■ Prompt
Rewrite the records below, changing every "Traffic camera analysis" to "Landscape scene review" and leaving everything else as it stands.
***** Material provided
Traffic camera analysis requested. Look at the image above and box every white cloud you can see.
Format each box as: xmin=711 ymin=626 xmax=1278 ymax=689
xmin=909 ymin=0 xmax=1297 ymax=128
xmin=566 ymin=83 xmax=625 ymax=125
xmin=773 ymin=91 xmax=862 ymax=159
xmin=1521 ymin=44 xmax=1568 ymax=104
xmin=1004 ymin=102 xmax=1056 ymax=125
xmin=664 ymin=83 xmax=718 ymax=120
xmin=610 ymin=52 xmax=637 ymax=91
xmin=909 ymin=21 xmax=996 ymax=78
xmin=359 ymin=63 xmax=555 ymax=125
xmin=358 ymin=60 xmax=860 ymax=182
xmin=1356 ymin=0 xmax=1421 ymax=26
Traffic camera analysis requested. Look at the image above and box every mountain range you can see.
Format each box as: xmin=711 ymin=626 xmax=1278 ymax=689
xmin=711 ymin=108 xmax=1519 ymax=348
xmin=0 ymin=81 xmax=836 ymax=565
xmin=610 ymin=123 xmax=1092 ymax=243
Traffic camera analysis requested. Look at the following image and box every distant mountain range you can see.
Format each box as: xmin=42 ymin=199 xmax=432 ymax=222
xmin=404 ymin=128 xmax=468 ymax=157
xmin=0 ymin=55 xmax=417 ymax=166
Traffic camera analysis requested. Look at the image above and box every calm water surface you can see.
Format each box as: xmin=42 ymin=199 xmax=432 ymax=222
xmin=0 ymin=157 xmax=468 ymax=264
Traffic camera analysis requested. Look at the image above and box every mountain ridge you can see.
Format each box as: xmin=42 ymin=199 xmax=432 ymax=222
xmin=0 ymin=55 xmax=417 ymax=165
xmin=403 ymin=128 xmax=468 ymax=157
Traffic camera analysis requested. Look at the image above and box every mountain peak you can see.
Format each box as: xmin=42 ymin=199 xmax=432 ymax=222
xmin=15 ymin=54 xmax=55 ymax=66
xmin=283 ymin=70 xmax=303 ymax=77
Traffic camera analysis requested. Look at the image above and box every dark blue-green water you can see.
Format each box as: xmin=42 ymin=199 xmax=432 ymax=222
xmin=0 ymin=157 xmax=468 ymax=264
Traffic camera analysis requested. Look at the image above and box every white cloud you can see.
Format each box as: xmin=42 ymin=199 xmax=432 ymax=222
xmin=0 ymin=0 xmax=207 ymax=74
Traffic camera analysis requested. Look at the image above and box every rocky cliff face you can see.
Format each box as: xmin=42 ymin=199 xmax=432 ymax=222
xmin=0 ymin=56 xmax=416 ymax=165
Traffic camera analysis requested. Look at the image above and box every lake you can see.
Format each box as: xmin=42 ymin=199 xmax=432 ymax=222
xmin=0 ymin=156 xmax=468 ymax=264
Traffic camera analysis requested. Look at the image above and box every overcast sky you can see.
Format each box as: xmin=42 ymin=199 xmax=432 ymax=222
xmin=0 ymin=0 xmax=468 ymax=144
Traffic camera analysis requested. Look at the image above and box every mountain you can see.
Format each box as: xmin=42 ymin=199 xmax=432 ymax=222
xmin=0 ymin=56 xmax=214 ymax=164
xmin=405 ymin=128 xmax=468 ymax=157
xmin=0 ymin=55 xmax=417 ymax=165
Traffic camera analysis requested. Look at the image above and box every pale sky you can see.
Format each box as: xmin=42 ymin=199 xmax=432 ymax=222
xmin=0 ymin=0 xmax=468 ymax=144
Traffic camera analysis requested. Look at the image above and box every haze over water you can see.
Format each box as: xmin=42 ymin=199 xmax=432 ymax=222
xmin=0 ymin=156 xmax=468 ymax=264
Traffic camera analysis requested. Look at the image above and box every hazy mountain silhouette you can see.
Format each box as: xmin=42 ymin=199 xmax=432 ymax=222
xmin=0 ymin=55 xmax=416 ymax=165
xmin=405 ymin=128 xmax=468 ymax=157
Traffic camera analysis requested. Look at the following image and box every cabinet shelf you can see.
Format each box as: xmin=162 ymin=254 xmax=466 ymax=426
**********
■ Solution
Landscape scene review requested. Look at the image above and box every white cloud you can see.
Format each box as: xmin=711 ymin=626 xmax=1278 ymax=689
xmin=909 ymin=0 xmax=1297 ymax=128
xmin=566 ymin=83 xmax=625 ymax=125
xmin=773 ymin=91 xmax=862 ymax=159
xmin=1521 ymin=44 xmax=1568 ymax=104
xmin=1004 ymin=102 xmax=1056 ymax=125
xmin=664 ymin=83 xmax=718 ymax=120
xmin=610 ymin=52 xmax=637 ymax=91
xmin=909 ymin=21 xmax=996 ymax=78
xmin=359 ymin=63 xmax=555 ymax=125
xmin=358 ymin=60 xmax=860 ymax=182
xmin=1356 ymin=0 xmax=1421 ymax=26
Landscape scene review requested. Look at the image above and box every mountain range you can see.
Format each box as: xmin=711 ymin=626 xmax=1278 ymax=689
xmin=711 ymin=108 xmax=1519 ymax=348
xmin=0 ymin=81 xmax=836 ymax=565
xmin=610 ymin=123 xmax=1092 ymax=243
Landscape scene review requested. Look at the following image and box every distant mountain range you can see.
Format each box as: xmin=42 ymin=199 xmax=432 ymax=222
xmin=404 ymin=128 xmax=468 ymax=157
xmin=0 ymin=55 xmax=417 ymax=166
Landscape scene review requested. Look at the image above and box every calm water surface you can see.
Format each box as: xmin=42 ymin=199 xmax=432 ymax=222
xmin=0 ymin=157 xmax=468 ymax=264
Landscape scene review requested. Look at the image above and box every mountain ridge you can see.
Format each box as: xmin=42 ymin=199 xmax=432 ymax=222
xmin=0 ymin=55 xmax=417 ymax=165
xmin=403 ymin=128 xmax=468 ymax=157
Landscape scene review requested. Look at the image above and box every mountain peak you can see.
Format each box as: xmin=42 ymin=199 xmax=432 ymax=222
xmin=15 ymin=54 xmax=55 ymax=66
xmin=283 ymin=70 xmax=303 ymax=77
Landscape scene review requested. Look at the image above and box every dark blue-green water you can see.
Format each box as: xmin=42 ymin=199 xmax=432 ymax=222
xmin=0 ymin=157 xmax=468 ymax=264
Landscape scene review requested. Look at the image above and box every white cloud you can see.
Format each box as: xmin=42 ymin=199 xmax=432 ymax=222
xmin=0 ymin=0 xmax=207 ymax=74
Landscape scene review requested. Look at the image above and box every rocky cliff face you can see.
Format each box as: xmin=42 ymin=199 xmax=432 ymax=222
xmin=0 ymin=56 xmax=416 ymax=165
Landscape scene review requested. Look at the image above and box every lake you can see.
Format each box as: xmin=42 ymin=199 xmax=432 ymax=222
xmin=0 ymin=156 xmax=468 ymax=264
Landscape scene review requested. Look at the image above and box every overcast sky you can see.
Format each box as: xmin=42 ymin=199 xmax=432 ymax=222
xmin=0 ymin=0 xmax=468 ymax=144
Landscape scene review requested. Look at the image above and box every mountain you can see.
Format each box as: xmin=42 ymin=199 xmax=432 ymax=222
xmin=0 ymin=56 xmax=214 ymax=164
xmin=405 ymin=128 xmax=468 ymax=157
xmin=0 ymin=55 xmax=417 ymax=165
Landscape scene review requested. Look at the image above and box every pale sky you can see.
Format each box as: xmin=42 ymin=199 xmax=432 ymax=222
xmin=0 ymin=0 xmax=468 ymax=144
Landscape scene review requested. Look at the image above and box every haze over water you can see.
Format each box as: xmin=42 ymin=199 xmax=432 ymax=222
xmin=0 ymin=156 xmax=468 ymax=264
Landscape scene review requested. Look at the image above and box every hazy mountain silhouette you can see.
Format each box as: xmin=42 ymin=199 xmax=432 ymax=222
xmin=0 ymin=55 xmax=416 ymax=165
xmin=405 ymin=128 xmax=468 ymax=157
Landscape scene review requested. Look at the following image and box every cabinet shelf you can see.
Format each box as: xmin=162 ymin=254 xmax=466 ymax=426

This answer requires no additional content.